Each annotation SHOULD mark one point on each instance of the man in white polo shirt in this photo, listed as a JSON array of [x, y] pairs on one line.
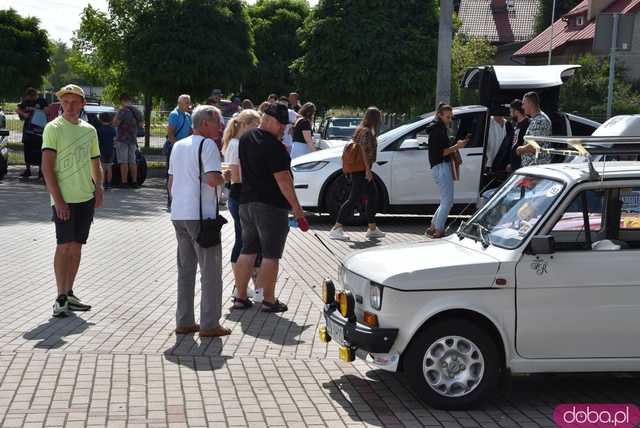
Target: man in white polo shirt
[[186, 188]]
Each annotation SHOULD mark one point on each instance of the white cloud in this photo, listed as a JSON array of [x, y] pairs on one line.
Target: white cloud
[[61, 17]]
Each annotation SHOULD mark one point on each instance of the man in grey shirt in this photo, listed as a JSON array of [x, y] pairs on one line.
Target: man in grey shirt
[[539, 126]]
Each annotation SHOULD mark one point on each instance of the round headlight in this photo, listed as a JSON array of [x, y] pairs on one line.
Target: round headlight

_ _ _

→ STATED GOAL
Can you copy the data above word for word, leaving out the picture?

→ RESPONSE TO THIS TASK
Each annotation SHOULD mark one point on each instance of the man in white polo shirt in this photo, listed as a JSON array of [x, y] pairs on one line.
Target: man in white polo shirt
[[186, 188]]
Each annotation SHOULD mark one point on each instance of the white cloud in this photo, listed as a JSON array of [x, y] pairs on one line.
Target: white cloud
[[61, 17]]
Each annotation SHOULD mark one point on each instance of the man in grey shirt in this photo, listed as a JSON array of [x, y] pairs on one line.
Target: man in grey shirt
[[539, 126]]
Each annotation SHOULD mark one point on each instance of the round headlight in this photo, listed as a JSON array of [x, y] pairs on one line.
Target: round headlight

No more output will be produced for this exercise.